| TRECHO FORNECIDO |
Contingenciamento do repasse de verbas para as instituições federais, desvalorização do corpo docente, nomeação de ministros sem quaisquer capacidades técnicas e propagadores de teorias estapafúrdias, patrulha ideológica com o esforço para a aprovação no Legislativo do ‘Escola sem partido’ foram algumas das iniciativas da nova administração do Palácio do Planalto.

 

Gustavo Miranda

Gustavo Miranda

O recrudescimento, no entanto, provocou uma forte reação dos profissionais de educação, que se mobilizaram durante todo ano Brasil afora e foram responsáveis pelo maior movimento organizado contra o governo, nos protestos em 15 de maio.

 

Para debater o estágio do ensino no país e tentar traçar os rumos para 2020, o programa Faixa Livre convidou a professora da Universidade Federal Fluminense (UFF) e diretora do Sindicato Nacional dos Docentes das Instituições de Ensino Superior (Andes) Eblin Farage, o presidente do Sindicato dos Professores do Município do Rio de Janeiro (Sinpro-Rio) Oswaldo Teles, o coordenador-geral do Sindicato Estadual dos Profissionais de Educação do Rio de Janeiro (Sepe) Gustavo Miranda e o professor do Departamento de Português do Colégio Pedro II do Centro Tiago Cavalcante.

| INFORMAÇÕES FORNECIDAS |
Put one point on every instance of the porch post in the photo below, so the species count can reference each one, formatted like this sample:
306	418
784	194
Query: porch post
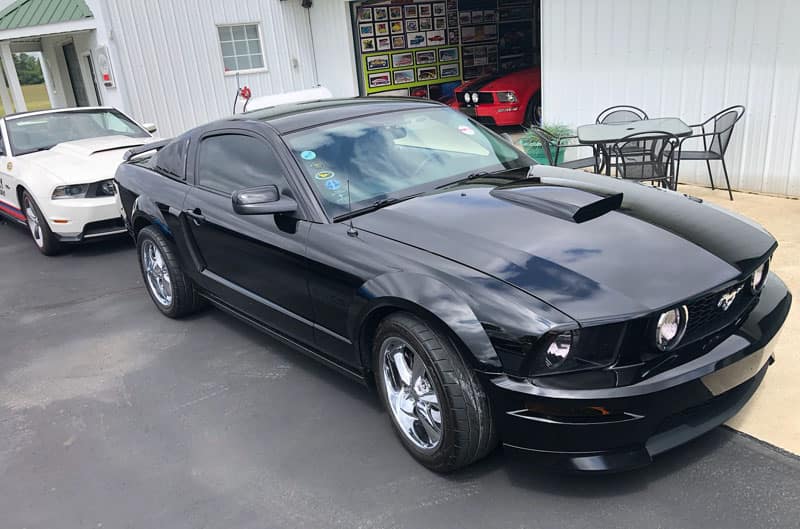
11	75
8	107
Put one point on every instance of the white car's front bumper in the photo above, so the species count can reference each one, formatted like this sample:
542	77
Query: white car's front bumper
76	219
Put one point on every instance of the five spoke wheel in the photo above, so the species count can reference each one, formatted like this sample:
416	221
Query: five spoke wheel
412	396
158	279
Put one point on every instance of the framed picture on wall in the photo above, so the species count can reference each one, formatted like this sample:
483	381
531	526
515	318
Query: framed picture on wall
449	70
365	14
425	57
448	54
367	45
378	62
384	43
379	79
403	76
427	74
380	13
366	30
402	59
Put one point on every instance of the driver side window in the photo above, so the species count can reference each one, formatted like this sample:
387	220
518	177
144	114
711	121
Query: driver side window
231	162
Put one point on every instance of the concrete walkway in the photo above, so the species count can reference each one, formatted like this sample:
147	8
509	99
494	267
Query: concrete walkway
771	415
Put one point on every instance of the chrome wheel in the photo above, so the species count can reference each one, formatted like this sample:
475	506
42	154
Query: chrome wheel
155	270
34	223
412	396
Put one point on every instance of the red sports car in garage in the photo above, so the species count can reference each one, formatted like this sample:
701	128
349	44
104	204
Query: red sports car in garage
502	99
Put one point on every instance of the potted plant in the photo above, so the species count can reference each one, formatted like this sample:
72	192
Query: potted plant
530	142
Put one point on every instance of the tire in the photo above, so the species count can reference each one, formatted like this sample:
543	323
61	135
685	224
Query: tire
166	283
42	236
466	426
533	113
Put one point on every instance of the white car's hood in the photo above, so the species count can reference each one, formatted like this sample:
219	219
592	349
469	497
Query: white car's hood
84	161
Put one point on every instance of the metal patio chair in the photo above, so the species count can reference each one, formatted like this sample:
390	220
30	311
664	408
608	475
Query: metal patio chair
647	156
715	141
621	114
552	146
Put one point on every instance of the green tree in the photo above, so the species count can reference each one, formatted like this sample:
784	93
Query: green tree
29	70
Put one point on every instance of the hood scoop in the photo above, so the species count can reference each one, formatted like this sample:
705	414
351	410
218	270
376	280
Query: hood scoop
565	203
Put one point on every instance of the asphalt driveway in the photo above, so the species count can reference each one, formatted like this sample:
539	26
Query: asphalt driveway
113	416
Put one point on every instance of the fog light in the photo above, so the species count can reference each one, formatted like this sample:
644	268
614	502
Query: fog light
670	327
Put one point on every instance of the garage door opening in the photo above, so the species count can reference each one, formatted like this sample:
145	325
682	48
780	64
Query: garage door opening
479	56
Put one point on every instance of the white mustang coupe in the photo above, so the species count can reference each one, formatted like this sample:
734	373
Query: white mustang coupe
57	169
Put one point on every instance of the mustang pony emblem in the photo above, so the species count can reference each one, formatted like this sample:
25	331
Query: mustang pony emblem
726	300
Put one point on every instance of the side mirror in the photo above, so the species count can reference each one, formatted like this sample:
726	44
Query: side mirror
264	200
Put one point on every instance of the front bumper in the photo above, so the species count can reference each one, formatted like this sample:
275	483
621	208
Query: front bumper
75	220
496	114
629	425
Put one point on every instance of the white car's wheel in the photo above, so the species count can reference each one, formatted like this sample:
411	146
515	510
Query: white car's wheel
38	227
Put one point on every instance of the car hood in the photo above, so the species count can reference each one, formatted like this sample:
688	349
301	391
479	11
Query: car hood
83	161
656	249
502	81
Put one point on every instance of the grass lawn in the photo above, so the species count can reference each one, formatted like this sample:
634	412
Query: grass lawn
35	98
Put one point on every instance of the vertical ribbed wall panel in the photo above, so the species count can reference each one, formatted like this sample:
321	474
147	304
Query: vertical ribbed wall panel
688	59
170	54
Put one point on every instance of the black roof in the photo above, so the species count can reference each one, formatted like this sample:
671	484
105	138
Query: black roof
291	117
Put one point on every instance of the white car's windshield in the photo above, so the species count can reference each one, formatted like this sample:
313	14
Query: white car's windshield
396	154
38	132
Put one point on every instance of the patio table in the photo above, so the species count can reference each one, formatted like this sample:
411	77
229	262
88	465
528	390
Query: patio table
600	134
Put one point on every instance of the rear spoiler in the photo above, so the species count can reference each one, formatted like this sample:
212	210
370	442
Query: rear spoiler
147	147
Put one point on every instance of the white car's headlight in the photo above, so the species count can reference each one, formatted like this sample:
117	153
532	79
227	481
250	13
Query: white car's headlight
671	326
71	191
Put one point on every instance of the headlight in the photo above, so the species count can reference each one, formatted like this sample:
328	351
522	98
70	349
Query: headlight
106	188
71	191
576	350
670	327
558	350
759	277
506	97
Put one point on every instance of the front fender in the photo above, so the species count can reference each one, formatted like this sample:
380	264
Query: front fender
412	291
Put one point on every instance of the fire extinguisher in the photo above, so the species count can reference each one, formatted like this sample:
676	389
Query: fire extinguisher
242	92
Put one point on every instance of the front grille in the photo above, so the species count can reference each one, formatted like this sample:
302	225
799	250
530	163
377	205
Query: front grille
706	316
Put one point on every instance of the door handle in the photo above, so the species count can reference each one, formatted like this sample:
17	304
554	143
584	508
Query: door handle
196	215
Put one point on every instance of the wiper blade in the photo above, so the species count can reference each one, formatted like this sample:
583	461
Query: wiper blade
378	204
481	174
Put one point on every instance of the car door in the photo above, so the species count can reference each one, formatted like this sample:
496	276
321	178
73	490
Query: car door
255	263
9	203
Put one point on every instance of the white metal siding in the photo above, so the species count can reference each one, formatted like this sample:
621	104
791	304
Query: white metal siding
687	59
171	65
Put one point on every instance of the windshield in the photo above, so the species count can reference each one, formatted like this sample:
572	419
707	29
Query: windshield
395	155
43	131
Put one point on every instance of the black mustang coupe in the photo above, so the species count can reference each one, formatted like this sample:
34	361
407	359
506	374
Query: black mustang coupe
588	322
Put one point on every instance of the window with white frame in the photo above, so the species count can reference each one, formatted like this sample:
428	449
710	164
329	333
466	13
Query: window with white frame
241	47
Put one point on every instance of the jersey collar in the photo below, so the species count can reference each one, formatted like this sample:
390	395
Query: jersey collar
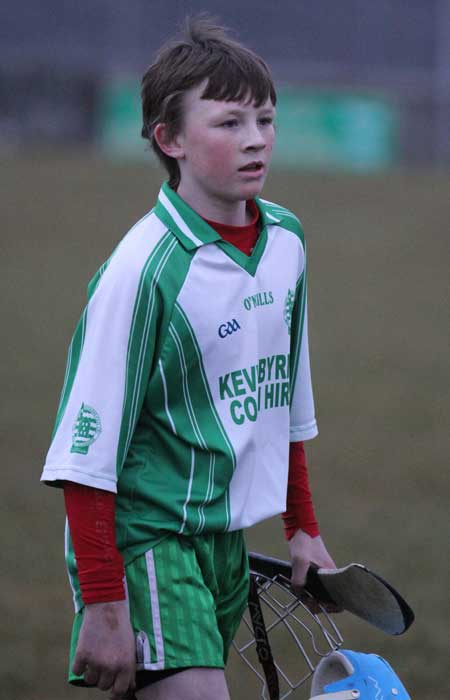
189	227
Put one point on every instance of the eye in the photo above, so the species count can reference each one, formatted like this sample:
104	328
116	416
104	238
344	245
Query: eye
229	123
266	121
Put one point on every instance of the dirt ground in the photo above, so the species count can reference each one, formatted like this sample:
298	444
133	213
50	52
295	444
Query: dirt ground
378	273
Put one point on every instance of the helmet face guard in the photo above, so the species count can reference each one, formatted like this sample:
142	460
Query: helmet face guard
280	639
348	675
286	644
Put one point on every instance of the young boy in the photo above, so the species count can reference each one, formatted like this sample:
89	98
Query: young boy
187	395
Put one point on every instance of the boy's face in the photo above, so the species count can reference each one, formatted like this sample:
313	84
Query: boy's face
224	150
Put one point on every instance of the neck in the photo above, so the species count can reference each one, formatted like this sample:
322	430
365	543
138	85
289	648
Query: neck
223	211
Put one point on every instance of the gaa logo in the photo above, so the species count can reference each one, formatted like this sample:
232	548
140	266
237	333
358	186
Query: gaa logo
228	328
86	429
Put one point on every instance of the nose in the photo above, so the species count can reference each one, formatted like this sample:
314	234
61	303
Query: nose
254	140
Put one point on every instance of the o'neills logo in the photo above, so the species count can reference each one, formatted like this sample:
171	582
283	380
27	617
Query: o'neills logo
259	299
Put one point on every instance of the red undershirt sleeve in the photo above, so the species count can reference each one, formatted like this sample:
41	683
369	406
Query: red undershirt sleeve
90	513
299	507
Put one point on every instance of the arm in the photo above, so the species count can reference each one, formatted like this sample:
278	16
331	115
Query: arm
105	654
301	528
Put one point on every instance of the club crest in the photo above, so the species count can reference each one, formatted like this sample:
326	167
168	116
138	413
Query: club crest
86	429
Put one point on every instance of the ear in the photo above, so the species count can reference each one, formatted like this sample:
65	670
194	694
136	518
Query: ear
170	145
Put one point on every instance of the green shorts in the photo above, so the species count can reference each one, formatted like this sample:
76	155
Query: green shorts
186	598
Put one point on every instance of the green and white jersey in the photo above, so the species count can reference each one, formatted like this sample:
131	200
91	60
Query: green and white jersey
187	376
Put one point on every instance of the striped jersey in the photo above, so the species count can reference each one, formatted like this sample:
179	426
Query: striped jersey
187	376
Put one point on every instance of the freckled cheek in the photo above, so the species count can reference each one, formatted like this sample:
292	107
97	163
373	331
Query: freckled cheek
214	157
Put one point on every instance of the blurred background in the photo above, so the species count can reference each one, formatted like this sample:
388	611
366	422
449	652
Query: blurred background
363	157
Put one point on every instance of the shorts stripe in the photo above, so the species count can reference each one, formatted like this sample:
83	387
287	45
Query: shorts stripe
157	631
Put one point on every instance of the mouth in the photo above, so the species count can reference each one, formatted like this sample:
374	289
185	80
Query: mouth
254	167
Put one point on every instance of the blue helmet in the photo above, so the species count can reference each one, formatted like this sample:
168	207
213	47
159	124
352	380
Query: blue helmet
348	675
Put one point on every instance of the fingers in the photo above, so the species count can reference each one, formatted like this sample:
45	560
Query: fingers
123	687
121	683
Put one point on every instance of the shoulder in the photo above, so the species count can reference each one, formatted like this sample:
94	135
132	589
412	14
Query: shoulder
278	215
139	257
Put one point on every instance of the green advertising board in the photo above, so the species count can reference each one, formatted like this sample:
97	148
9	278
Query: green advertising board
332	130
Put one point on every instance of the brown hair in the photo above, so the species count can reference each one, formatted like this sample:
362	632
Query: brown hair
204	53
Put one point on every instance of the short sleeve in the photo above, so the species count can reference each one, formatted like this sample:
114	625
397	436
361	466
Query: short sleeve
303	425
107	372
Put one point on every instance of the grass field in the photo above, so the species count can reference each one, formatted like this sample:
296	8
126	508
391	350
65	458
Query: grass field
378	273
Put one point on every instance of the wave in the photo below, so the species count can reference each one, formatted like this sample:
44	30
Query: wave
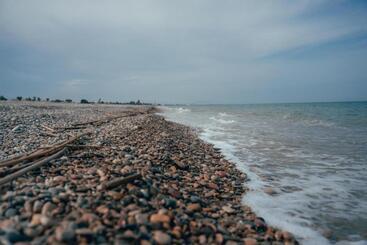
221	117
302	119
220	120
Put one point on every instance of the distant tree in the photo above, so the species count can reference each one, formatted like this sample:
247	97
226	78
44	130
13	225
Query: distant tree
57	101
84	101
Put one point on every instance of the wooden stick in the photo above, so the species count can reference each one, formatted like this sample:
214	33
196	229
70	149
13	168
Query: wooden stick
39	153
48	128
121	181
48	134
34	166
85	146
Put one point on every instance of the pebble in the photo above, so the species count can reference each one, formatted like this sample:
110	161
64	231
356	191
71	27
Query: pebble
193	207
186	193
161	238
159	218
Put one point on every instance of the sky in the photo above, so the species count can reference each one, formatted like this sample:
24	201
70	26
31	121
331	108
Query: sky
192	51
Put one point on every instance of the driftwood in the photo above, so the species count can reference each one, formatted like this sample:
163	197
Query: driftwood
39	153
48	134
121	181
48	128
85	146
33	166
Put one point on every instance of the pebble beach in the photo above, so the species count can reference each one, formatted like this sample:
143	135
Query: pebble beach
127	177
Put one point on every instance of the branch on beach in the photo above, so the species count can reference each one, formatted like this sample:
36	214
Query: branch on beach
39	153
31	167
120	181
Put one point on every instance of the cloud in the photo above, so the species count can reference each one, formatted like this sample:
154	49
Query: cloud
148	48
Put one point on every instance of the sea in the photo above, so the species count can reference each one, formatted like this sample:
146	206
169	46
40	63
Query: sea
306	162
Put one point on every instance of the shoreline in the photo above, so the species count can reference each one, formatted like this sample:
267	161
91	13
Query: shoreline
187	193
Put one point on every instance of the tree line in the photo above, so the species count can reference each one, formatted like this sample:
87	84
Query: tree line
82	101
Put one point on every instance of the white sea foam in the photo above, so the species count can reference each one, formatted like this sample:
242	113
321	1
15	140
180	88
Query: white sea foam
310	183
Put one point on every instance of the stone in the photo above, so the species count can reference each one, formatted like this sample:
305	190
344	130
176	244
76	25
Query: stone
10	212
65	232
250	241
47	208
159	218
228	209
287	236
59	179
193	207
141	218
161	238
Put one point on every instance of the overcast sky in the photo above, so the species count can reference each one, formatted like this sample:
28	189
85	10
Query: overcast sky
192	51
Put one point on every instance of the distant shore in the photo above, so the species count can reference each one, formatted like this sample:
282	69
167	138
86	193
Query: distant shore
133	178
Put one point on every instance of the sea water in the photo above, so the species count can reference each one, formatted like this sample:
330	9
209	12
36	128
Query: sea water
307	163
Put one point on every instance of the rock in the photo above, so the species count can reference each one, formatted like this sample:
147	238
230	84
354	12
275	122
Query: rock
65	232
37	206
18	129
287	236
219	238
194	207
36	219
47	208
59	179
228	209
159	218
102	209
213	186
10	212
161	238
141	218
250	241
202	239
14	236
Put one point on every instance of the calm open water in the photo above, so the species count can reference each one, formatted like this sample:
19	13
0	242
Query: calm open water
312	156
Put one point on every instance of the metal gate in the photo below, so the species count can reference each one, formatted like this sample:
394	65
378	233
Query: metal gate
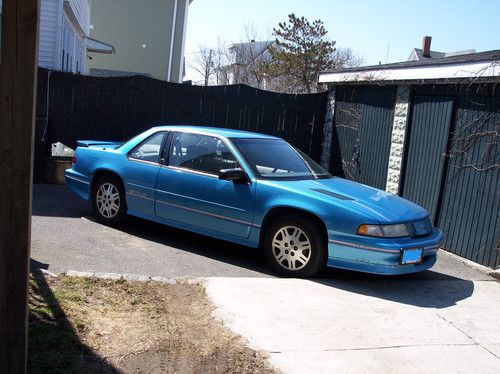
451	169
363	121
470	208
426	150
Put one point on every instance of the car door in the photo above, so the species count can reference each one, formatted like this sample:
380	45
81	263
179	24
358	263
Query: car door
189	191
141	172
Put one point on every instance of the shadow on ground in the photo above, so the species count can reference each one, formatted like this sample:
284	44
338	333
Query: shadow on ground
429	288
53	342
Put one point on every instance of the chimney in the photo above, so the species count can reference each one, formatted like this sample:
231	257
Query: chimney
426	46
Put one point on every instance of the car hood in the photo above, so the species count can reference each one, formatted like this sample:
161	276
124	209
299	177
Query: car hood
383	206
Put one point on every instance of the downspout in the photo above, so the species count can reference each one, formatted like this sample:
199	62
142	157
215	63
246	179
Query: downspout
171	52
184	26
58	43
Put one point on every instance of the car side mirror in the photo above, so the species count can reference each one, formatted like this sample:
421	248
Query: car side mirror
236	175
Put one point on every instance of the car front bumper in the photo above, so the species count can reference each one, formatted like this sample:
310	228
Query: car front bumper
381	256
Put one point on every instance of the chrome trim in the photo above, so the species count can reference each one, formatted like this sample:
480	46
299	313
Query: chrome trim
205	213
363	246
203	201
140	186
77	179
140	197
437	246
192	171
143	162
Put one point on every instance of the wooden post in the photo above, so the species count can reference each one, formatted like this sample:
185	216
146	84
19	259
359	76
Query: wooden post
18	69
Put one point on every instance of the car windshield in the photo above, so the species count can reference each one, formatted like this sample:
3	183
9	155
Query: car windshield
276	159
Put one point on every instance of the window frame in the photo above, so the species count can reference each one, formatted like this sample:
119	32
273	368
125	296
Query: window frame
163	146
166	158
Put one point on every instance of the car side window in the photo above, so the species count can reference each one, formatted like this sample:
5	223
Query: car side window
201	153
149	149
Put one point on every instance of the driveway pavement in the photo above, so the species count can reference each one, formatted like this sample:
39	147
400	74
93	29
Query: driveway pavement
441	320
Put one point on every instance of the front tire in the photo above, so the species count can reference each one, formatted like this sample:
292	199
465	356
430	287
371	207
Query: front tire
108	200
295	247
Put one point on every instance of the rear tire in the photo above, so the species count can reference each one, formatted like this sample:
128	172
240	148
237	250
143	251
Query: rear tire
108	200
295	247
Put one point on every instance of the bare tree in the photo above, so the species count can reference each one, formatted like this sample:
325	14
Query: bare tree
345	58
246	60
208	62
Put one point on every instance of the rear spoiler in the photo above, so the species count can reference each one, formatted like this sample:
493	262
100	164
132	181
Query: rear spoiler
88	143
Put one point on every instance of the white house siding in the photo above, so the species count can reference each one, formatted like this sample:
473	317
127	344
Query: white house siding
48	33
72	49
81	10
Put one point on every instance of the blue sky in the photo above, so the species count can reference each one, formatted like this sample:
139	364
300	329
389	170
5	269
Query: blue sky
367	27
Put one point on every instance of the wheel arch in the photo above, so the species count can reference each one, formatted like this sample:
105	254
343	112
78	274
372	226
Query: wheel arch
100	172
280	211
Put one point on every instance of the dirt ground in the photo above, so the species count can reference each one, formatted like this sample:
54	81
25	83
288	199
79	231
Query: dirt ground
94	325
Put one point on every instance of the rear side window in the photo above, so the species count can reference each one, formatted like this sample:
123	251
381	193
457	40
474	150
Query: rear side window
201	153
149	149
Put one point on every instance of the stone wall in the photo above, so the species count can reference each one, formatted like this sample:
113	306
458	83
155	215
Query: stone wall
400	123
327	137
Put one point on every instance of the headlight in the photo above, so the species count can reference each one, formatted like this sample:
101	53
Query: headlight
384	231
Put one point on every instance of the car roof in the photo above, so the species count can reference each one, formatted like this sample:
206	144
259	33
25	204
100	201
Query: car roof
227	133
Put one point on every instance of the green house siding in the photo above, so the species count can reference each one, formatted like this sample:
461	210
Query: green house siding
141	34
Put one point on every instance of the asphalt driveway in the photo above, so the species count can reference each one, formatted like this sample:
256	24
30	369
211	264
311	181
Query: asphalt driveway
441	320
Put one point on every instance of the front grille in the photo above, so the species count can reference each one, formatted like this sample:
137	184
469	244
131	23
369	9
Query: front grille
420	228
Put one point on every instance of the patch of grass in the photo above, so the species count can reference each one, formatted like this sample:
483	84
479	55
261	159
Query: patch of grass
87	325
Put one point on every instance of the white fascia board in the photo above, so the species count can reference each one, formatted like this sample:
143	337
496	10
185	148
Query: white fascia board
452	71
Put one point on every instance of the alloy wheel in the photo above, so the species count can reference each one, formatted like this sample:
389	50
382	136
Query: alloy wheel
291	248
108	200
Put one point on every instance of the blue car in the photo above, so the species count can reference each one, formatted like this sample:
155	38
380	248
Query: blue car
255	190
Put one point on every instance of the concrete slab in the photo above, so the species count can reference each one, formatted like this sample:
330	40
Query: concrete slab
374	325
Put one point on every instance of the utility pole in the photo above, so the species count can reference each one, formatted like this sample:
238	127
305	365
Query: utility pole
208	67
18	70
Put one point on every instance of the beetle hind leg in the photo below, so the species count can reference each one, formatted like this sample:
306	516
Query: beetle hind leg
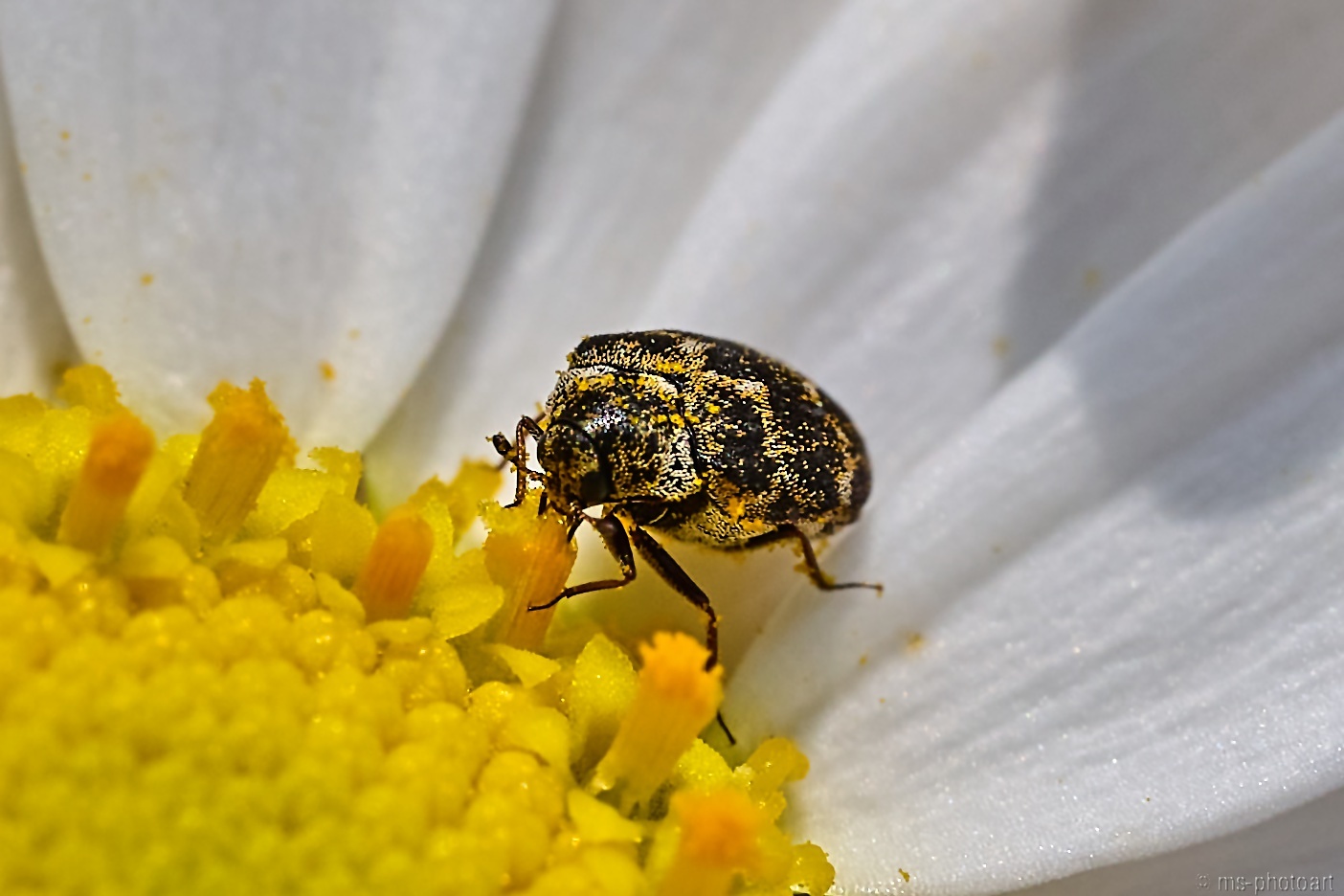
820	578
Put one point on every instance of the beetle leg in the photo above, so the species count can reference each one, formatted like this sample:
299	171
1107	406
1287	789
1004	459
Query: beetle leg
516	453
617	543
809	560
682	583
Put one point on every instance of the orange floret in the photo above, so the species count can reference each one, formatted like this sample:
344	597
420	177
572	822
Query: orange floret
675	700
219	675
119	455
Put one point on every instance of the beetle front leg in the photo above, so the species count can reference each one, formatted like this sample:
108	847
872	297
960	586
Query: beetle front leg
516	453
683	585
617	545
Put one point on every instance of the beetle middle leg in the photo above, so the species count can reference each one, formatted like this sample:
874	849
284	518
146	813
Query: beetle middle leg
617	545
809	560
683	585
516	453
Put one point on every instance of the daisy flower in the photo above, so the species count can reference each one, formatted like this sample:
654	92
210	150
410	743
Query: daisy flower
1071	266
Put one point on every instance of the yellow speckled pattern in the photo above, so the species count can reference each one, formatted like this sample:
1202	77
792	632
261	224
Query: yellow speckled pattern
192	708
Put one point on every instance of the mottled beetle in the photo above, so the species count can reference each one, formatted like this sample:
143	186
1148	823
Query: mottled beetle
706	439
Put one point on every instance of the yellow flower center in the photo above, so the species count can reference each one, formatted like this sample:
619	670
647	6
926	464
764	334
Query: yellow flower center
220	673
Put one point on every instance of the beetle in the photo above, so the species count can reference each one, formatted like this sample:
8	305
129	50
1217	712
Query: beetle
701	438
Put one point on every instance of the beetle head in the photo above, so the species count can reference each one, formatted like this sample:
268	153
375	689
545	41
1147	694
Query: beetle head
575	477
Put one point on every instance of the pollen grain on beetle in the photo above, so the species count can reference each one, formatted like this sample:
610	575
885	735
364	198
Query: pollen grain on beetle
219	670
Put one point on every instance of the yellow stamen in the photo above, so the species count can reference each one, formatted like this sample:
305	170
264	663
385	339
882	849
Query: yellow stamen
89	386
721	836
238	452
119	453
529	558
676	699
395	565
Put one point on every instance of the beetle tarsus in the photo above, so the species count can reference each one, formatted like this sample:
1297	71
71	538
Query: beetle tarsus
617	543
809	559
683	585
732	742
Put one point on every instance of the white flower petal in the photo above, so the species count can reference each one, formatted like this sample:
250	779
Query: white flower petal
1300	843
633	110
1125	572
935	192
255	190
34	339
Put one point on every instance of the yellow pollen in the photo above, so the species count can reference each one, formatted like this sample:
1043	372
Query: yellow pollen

| INSTRUÇÕES DAS TAREFAS |
A: Responda às perguntas abaixo com base no trecho sobre a educação no país.
(i) Qual iniciativa o governo tentou aprovar no Legislativo?
(ii) Em que data ocorreram os protestos citados?
(iii) Qual programa convidou os participantes para o debate?
B: Conte quantas linhas dos registros contêm a palavra "emblem" e informe somente esse número.

| RESPOSTAS DAS TAREFAS |
A:
(i) O ‘Escola sem partido’.
(ii) Em 15 de maio.
(iii) O programa Faixa Livre.

B: 2